Update the stretch from the line containing "outline majestics sign, every instance" through the end of the listing, replacing "mooring rope" with "dock line" and keeping every other line the same.
>> START Exercise material
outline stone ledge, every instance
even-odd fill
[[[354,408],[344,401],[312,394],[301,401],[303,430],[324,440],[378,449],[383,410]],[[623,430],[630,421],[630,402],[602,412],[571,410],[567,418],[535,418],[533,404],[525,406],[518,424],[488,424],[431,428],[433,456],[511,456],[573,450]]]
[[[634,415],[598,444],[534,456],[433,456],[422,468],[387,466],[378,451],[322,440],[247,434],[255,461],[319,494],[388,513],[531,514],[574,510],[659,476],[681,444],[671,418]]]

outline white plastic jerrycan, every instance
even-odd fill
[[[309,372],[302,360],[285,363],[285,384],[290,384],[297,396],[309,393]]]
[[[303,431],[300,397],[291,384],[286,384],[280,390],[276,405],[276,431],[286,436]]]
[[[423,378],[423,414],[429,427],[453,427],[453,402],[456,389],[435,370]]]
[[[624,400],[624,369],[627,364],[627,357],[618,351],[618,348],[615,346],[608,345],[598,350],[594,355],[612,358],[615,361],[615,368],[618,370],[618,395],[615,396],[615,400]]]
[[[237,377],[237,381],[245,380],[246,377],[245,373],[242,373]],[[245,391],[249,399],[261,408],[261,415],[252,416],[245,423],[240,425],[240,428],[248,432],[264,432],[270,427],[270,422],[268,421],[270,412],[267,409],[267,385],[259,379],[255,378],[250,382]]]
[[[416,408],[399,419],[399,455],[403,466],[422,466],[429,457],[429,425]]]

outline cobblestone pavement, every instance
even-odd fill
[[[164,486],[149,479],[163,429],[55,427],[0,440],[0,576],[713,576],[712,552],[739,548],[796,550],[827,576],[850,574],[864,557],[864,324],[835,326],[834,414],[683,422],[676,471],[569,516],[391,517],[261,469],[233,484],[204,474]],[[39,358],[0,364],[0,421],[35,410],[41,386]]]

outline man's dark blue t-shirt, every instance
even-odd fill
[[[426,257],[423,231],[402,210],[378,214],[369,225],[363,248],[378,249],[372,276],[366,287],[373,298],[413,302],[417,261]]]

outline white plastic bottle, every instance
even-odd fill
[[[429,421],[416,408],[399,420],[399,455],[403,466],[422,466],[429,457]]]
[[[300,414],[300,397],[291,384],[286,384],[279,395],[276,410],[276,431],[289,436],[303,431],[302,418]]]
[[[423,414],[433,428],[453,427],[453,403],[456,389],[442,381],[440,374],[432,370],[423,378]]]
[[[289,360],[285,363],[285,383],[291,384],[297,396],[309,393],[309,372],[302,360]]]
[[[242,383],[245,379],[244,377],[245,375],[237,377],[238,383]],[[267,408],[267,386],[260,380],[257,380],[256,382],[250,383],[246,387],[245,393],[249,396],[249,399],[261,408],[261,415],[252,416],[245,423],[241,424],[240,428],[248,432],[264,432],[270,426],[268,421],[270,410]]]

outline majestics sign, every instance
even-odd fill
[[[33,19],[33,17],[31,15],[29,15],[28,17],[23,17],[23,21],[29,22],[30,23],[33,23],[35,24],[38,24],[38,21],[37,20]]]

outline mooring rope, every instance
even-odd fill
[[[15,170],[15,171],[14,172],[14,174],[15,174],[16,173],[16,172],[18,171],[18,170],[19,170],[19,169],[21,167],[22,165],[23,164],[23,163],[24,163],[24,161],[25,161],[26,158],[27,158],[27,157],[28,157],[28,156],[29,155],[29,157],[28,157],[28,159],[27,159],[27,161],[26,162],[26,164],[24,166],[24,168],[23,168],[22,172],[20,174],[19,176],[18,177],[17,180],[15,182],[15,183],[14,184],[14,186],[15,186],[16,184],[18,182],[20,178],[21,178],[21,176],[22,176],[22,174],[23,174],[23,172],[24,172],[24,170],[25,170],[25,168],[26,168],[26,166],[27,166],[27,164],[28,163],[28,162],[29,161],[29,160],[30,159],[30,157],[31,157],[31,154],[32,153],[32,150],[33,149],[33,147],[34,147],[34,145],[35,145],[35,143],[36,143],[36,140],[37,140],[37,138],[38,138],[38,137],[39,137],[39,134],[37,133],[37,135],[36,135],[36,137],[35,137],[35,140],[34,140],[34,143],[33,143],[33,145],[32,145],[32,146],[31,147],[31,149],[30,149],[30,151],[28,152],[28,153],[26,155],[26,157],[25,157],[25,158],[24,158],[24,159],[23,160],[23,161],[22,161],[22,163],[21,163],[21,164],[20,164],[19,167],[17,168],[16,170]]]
>> END Exercise material
**Answer to this task**
outline majestics sign, every instance
even-odd fill
[[[33,19],[33,17],[31,15],[29,15],[28,17],[23,17],[23,21],[29,22],[30,23],[33,23],[35,24],[38,24],[38,21],[37,20]]]

outline dock line, every instance
even-odd fill
[[[15,170],[15,171],[14,172],[14,174],[15,174],[16,173],[16,172],[18,171],[18,170],[19,170],[19,169],[21,167],[22,165],[23,164],[23,163],[24,163],[24,161],[25,161],[26,158],[27,158],[27,157],[28,157],[28,156],[29,155],[29,157],[28,157],[28,159],[27,159],[27,161],[26,162],[26,164],[24,166],[24,168],[23,168],[22,172],[20,174],[19,176],[18,177],[17,180],[15,182],[15,183],[14,184],[14,186],[15,186],[16,184],[18,182],[20,178],[21,178],[21,176],[22,176],[22,174],[23,174],[23,172],[24,172],[24,170],[25,170],[25,168],[26,168],[26,166],[27,166],[27,164],[28,163],[28,162],[29,161],[29,160],[30,159],[30,157],[31,157],[31,154],[32,153],[32,150],[33,149],[33,147],[34,147],[34,145],[35,145],[35,143],[36,143],[36,140],[37,140],[37,138],[38,138],[38,137],[39,137],[39,134],[37,133],[37,135],[36,135],[36,137],[35,137],[35,140],[34,140],[34,143],[33,143],[33,145],[32,145],[32,146],[31,147],[31,149],[30,149],[30,151],[28,152],[28,153],[26,155],[26,157],[25,157],[25,158],[24,158],[24,159],[23,160],[23,161],[22,161],[22,163],[21,163],[21,164],[20,164],[19,167],[17,168],[16,170]]]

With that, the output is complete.